Work request:
Give back the full data, unchanged and complete.

----

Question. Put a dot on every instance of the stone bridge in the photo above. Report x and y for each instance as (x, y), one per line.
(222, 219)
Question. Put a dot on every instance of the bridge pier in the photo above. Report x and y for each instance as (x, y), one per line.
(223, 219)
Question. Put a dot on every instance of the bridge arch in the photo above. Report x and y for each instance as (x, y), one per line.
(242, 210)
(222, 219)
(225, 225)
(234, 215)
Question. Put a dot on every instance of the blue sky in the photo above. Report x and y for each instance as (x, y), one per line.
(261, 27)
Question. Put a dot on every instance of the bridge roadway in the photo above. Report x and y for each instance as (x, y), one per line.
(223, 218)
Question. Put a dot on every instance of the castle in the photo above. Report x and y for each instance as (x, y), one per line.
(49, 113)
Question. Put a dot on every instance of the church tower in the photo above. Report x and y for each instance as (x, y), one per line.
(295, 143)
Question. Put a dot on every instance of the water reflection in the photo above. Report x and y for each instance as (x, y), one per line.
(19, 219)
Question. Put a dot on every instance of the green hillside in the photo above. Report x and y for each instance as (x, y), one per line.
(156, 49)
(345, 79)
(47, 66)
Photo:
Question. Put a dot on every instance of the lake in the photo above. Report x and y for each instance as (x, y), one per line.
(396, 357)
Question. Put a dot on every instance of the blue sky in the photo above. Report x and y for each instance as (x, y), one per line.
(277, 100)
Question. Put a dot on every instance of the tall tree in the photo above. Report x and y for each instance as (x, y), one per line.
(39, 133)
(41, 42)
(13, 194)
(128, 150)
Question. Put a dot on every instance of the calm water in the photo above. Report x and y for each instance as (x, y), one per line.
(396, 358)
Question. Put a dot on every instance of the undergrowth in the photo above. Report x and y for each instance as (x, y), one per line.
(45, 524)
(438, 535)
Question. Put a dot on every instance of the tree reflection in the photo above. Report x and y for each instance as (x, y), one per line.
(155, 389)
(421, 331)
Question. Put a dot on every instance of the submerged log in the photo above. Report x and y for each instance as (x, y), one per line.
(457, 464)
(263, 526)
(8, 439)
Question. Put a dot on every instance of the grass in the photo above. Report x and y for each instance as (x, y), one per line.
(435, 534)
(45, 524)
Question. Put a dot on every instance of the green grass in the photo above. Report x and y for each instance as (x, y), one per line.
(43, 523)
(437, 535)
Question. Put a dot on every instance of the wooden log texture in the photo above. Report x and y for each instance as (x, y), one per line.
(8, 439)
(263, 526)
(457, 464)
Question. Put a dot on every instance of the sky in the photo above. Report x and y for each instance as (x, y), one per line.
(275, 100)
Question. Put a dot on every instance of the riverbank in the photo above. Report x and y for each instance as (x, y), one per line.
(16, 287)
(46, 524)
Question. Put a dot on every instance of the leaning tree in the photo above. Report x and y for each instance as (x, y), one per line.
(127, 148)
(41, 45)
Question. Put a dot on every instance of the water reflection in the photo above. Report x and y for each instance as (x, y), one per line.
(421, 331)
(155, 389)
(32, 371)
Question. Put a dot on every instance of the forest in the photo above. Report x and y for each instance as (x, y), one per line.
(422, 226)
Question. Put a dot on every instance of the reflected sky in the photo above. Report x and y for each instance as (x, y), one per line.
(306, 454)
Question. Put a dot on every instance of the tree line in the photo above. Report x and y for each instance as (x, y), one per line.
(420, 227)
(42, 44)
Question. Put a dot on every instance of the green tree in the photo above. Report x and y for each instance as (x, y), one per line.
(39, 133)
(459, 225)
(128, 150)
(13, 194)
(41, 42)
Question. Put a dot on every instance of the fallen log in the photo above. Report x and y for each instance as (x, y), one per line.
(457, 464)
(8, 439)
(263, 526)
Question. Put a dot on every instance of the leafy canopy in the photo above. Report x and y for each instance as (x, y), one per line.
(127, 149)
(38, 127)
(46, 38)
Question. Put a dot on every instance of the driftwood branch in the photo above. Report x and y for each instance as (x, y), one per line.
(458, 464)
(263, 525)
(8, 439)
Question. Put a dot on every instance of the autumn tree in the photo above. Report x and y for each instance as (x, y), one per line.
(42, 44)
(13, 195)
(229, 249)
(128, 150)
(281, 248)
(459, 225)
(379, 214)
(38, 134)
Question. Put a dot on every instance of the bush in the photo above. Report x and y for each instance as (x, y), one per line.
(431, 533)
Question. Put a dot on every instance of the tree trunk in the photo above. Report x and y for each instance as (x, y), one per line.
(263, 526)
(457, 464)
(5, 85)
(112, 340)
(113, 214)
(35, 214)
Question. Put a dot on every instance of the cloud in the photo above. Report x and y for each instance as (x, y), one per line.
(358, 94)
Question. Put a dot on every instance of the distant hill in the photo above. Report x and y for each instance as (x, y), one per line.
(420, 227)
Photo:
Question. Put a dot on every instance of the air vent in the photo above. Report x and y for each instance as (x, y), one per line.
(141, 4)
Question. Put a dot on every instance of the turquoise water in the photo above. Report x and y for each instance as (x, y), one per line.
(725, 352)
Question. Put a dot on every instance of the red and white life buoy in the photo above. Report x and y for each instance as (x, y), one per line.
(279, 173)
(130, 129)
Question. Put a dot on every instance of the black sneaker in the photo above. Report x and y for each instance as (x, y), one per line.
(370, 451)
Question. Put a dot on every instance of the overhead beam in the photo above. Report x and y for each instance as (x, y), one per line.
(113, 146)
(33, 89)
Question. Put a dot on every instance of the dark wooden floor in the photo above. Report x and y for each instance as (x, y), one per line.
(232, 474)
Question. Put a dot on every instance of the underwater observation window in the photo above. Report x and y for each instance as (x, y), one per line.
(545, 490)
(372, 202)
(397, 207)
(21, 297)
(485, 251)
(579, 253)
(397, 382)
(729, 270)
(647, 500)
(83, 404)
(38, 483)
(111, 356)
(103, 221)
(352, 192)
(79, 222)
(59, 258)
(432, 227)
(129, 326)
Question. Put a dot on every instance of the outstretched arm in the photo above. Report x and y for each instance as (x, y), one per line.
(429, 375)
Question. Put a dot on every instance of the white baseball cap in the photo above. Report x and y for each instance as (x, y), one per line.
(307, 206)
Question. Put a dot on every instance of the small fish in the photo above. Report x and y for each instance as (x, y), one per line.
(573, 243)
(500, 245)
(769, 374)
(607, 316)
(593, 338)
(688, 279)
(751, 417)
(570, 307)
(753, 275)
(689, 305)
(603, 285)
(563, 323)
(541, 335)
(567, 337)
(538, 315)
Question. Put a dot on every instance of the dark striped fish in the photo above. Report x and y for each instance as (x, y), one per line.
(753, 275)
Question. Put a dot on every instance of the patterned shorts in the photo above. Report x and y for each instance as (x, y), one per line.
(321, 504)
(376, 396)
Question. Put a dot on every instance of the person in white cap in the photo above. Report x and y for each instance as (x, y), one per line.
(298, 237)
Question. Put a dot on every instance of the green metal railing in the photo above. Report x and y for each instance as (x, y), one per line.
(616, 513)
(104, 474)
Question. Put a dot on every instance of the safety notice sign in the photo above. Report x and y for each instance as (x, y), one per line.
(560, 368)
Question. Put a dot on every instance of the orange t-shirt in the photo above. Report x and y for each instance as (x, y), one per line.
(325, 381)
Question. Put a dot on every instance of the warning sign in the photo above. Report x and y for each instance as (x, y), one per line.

----

Final answer:
Question. Put a dot on every instance of the stone bridge in the photo above. Report x and y for each instance as (x, y), one per line.
(222, 219)
Question. Put a dot on every instance of the bridge pier in the photo above. Report x and y for each instance as (x, y), one per line.
(223, 219)
Question. Put a dot on every instance of the bridge arch in the photo above. Report x and y for each instance as (x, y), one per line.
(242, 210)
(222, 219)
(225, 225)
(234, 215)
Question. Put a dot on every instance of the blue sky in the photo above. Report x and y for each instance as (x, y), one per line.
(261, 27)
Question. Put a dot on every instance of the bridge roadway in the photo above. Report x and y for each instance as (x, y), one per line.
(223, 218)
Question. Put a dot on every instance of the castle in the photo above. Report x and y for each instance as (x, y), one per line.
(49, 113)
Question. Put a dot on every instance of the church tower in the photo above. Report x and y for each instance as (x, y), one per line.
(295, 143)
Question. Put a dot on every instance of the water reflection in the photo above. Report x and y for each instance as (x, y), one per line.
(19, 219)
Question. Put a dot on every instance of the green hillside in the photo above. Report x and y for each instance as (x, y), one per line.
(156, 49)
(345, 79)
(47, 66)
Photo:
Question. Put a dot on every instance of the lake in the photo above. Report x and y for each instance as (x, y), one per line.
(396, 357)
Question. Put a dot on every instance of the blue sky in the photo above. Report x and y for each instance as (x, y), one per line.
(277, 100)
Question. Put a dot on every instance of the tall tree in the photo above. Report x and y for each instance as (x, y), one per line.
(39, 133)
(41, 42)
(13, 194)
(128, 150)
Question. Put a dot on every instance of the calm water in the photo above. Report x and y for each instance as (x, y), one per line.
(396, 358)
Question. Put a dot on every instance of the undergrowth in the photo above. Report x and y for each instance as (x, y), one per line.
(45, 524)
(438, 535)
Question. Put a dot on every instance of the tree reflection in the photo above. Report x and y for each instance as (x, y), one per line.
(155, 389)
(421, 331)
Question. Put a dot on every instance of the submerged log in the photo above. Report x and y for each instance as (x, y), one per line.
(457, 464)
(263, 526)
(8, 439)
Question. Put a dot on every instance of the grass in the photo above. Report x and y for each instance as (x, y), one per line.
(435, 534)
(45, 524)
Question. Put a dot on every instance of the green grass in the photo above. Report x and y for each instance as (x, y), one per line.
(43, 523)
(437, 535)
Question. Put a dot on every instance of the wooden log texture in the photo above. Report x and y for each instance as (x, y), one per line.
(8, 439)
(263, 526)
(457, 464)
Question. Put a dot on every instance of the sky in the photo above. Report x and y for each instance as (x, y), one per line.
(275, 100)
Question. Put a dot on every instance of the riverbank in the photo above. Report x and y for each instance as (x, y), one per line.
(16, 287)
(46, 524)
Question. Put a dot on every instance of the leaning tree in the photo above. Report x and y for each instance as (x, y), one per line.
(127, 148)
(41, 45)
Question. Put a dot on every instance of the water reflection in the photo above. Report x and y for each instance as (x, y), one per line.
(421, 331)
(155, 389)
(32, 371)
Question. Put a dot on every instance of the forest in the photo above. Report x and y for each instance as (x, y), one per line.
(422, 226)
Question. Put a dot on every instance of the reflected sky in the photo above. Report x and y for each instance as (x, y), one per line.
(306, 454)
Question. Put a dot on every instance of the tree line in the photo above. Report x and y for each instance as (x, y), one per line.
(420, 227)
(42, 44)
Question. Put a dot on every instance of the green tree in the photo above. Report x and y for each instance as (x, y), one per line.
(39, 133)
(459, 225)
(128, 150)
(13, 194)
(41, 42)
Question. Put a dot on every instance of the fallen log in the photo above. Report x and y for each instance as (x, y), one per line.
(457, 464)
(8, 439)
(263, 526)
Question. Put a dot on every instance of the leafy canopy in the photo above. Report x and y for each instance as (x, y), one per line.
(127, 149)
(38, 127)
(46, 38)
Question. Put a dot on every instance of the driftwood branch in the photo above. Report x and y for each instance as (x, y), one per line.
(458, 464)
(263, 525)
(8, 439)
Question. Put a dot on every instance of the autumn tree in the photo above. Report x and y for each instance as (x, y), one per line.
(42, 44)
(13, 195)
(229, 249)
(128, 150)
(281, 248)
(459, 225)
(379, 214)
(38, 134)
Question. Put a dot on every instance of the bush in the photo above. Report x and y for each instance as (x, y), one per line.
(431, 533)
Question. Put a dot on every instance of the tree trunk in the photo above. Report x and y for each instance as (x, y), one per line.
(263, 526)
(457, 464)
(5, 85)
(112, 340)
(113, 214)
(35, 214)
Question. Put a dot on every instance of the cloud in the photo above. Report x and y for each instance as (x, y), one per line.
(358, 94)
Question. Put a dot on every instance of the distant hill in the photo above. Report x and y for each instance as (x, y), one per line.
(420, 227)
Photo:
Question. Put a dot on every instance of the air vent in the photo above. Report x and y for each instance as (x, y), one per line.
(141, 4)
Question. Put a dot on every instance of the turquoise water in the photo above. Report x and y for each instance as (x, y), one per line.
(725, 352)
Question. Put a dot on every instance of the red and white life buoy in the photo above. Report x and y for each instance as (x, y), one per line.
(279, 173)
(130, 129)
Question. Put a dot on every instance of the black sneaker in the photo above. Report x and y for each instance as (x, y), one per line.
(370, 451)
Question. Put a dot on every instance of the overhead beam in the photo above. Report x and y for each instance as (x, y), one per line.
(113, 146)
(33, 89)
Question. Put a dot on every instance of the dark wooden floor in the photo above. Report x and y for each instance as (x, y), one per line.
(232, 474)
Question. Put a dot on every instance of the underwater observation window in the photo above. Report x and y for each instance as (x, y), one per line.
(545, 490)
(372, 202)
(397, 207)
(21, 297)
(485, 251)
(579, 253)
(397, 382)
(729, 270)
(647, 500)
(83, 404)
(38, 483)
(111, 356)
(103, 221)
(352, 192)
(79, 222)
(59, 258)
(432, 227)
(129, 326)
Question. Put a dot on every instance of the outstretched arm in the photo above. Report x and y for each instance as (x, y), one per line.
(429, 375)
Question. Put a dot on every instance of the white baseball cap in the photo above. Report x and y for each instance as (x, y), one per line.
(307, 206)
Question. Put a dot on every instance of the small fish in the photo above. Report x and y for each instance as (x, y), one per line.
(573, 243)
(500, 245)
(769, 374)
(607, 316)
(593, 338)
(688, 279)
(751, 417)
(570, 307)
(753, 275)
(689, 305)
(603, 285)
(563, 323)
(541, 335)
(567, 337)
(538, 315)
Question. Put a dot on every instance of the dark striped fish in the photo above. Report x and y for each instance as (x, y), one per line.
(753, 275)
Question. Put a dot on every instance of the patterned shorts in the photo above. Report x and y for each instance as (x, y), one per line.
(321, 504)
(376, 396)
Question. Put a dot on every instance of the person in white cap in the photo above. Report x and y for each instance as (x, y), one per line.
(298, 237)
Question. Put a dot on every instance of the green metal railing in the photo above. Report x and y for each instance as (x, y), one per line.
(616, 513)
(104, 474)
Question. Put a dot on every instance of the safety notice sign in the photo above. Report x and y for each instance as (x, y), one per line.
(560, 368)
Question. Put a dot on every instance of the orange t-shirt in the photo above. Report x and y for each instance as (x, y), one per line.
(325, 381)
Question. Put a dot on every instance of the warning sign in the photo above. Report x and y for each instance as (x, y), one per line.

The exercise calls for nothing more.